Stored items from a collection:
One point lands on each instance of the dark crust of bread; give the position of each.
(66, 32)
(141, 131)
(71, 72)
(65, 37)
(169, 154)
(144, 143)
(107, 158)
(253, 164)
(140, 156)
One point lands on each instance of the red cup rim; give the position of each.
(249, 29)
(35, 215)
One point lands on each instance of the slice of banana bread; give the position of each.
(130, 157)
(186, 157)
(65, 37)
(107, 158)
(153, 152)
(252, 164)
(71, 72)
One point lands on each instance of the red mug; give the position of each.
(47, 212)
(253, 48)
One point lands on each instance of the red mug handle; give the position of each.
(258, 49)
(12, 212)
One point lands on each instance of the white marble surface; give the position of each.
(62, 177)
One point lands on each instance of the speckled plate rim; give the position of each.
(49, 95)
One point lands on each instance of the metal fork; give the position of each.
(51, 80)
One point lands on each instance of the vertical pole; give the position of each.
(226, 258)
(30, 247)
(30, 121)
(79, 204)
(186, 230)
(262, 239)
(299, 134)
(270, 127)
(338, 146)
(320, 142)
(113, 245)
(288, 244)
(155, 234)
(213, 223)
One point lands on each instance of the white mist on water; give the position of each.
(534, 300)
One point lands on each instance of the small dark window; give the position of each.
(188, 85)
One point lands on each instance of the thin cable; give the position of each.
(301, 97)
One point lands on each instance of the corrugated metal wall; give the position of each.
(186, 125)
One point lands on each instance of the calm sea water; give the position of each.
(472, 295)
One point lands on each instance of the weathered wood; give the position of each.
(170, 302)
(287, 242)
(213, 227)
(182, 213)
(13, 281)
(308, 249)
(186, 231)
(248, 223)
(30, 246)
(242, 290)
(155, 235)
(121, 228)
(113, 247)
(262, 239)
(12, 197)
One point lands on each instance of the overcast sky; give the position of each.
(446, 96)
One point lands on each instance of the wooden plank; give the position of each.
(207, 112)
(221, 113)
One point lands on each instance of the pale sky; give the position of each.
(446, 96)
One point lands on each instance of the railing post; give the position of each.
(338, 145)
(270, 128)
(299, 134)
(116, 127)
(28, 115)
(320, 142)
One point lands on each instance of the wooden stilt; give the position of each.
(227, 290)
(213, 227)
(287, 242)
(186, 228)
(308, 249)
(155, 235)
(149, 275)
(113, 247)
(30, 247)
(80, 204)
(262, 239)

Aim: Rewrite all the rows above with every "position" swapped for "location", leaving everything else the same.

Exercise answer:
One point lands on each instance of the dark crust of bread; give the location of each.
(66, 32)
(141, 131)
(71, 72)
(65, 37)
(169, 154)
(144, 143)
(107, 158)
(253, 164)
(140, 156)
One point lands on each instance of the red cup rim; give the location of each.
(249, 29)
(35, 215)
One point lands on each instance of the slice of banana bread; give the location of each.
(130, 157)
(186, 157)
(65, 37)
(107, 158)
(153, 152)
(252, 164)
(71, 72)
One point lands on each instance of the red mug; give the location of each.
(47, 212)
(253, 48)
One point lands on each instance of the red mug handle; give the location of each.
(258, 49)
(12, 212)
One point lands on each instance of the white marble surface; give the location of each.
(62, 177)
One point lands on each instance of the speckled plate rim; give the location of each.
(49, 95)
One point lands on each instance of the metal fork; give the location of each.
(51, 80)
One point lands on each instance of the vertical pole; give the location of each.
(226, 258)
(30, 247)
(30, 121)
(79, 204)
(186, 230)
(262, 239)
(299, 134)
(270, 127)
(338, 146)
(320, 142)
(113, 245)
(288, 244)
(155, 234)
(213, 223)
One point lands on each instance of the white mist on water; give the location of each.
(534, 300)
One point lands on each instance of the small dark window; give the location of each.
(188, 85)
One point lands on each instance of the thin cable; give the location of each.
(301, 97)
One point lands on each instance of the corrugated metal wall; give the location of each.
(186, 125)
One point lands on each instance of the calm sea water; give the location of each.
(472, 295)
One point lands on each instance of the weathered wood; give the location of each.
(170, 302)
(287, 242)
(213, 227)
(182, 213)
(13, 281)
(308, 249)
(186, 231)
(248, 223)
(30, 246)
(242, 290)
(155, 235)
(121, 228)
(113, 247)
(262, 239)
(12, 197)
One point lands on each instance of the overcast sky; give the location of each.
(446, 96)
One point lands on each instance of the wooden plank; give the location of each.
(207, 112)
(221, 113)
One point lands on each instance of the pale sky; give the location of each.
(446, 96)
One point lands on each instance of the railing post; give the location of each.
(338, 145)
(270, 128)
(299, 134)
(116, 127)
(28, 115)
(320, 142)
One point lands on each instance of the wooden stilt; give the location of each.
(227, 290)
(213, 227)
(287, 242)
(186, 228)
(308, 249)
(155, 235)
(149, 275)
(113, 247)
(30, 247)
(80, 204)
(262, 239)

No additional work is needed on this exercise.